Task objective – Images excluded, repeat each entry below exactly.

Excerpts from a dataset:
________________________________________

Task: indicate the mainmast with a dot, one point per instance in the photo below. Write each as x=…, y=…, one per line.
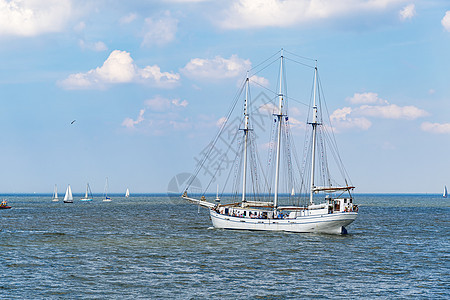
x=279, y=119
x=314, y=125
x=244, y=180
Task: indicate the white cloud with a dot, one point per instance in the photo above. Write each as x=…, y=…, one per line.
x=216, y=68
x=80, y=27
x=96, y=46
x=130, y=123
x=118, y=68
x=446, y=21
x=366, y=98
x=342, y=119
x=408, y=12
x=33, y=17
x=436, y=127
x=161, y=104
x=159, y=32
x=358, y=117
x=393, y=111
x=259, y=80
x=128, y=18
x=221, y=121
x=283, y=13
x=162, y=115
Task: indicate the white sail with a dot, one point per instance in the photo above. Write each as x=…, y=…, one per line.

________________________________________

Answer to this task –
Task: indicate the mainmast with a dot, one point per instance in the photo below. Write each as x=…, y=…, one per line.
x=279, y=119
x=314, y=125
x=244, y=180
Task: indicate the white cloud with a dot, one point per instance in the photo above. Write each as x=…, y=…, one per line.
x=216, y=68
x=80, y=27
x=96, y=46
x=130, y=123
x=118, y=68
x=446, y=21
x=366, y=98
x=342, y=119
x=408, y=12
x=33, y=17
x=436, y=127
x=161, y=104
x=159, y=32
x=358, y=117
x=393, y=111
x=259, y=80
x=128, y=18
x=221, y=121
x=283, y=13
x=162, y=115
Task: indicate the white sail with a dot, one point per instance in the photo above. Write each as x=…, y=…, one per line.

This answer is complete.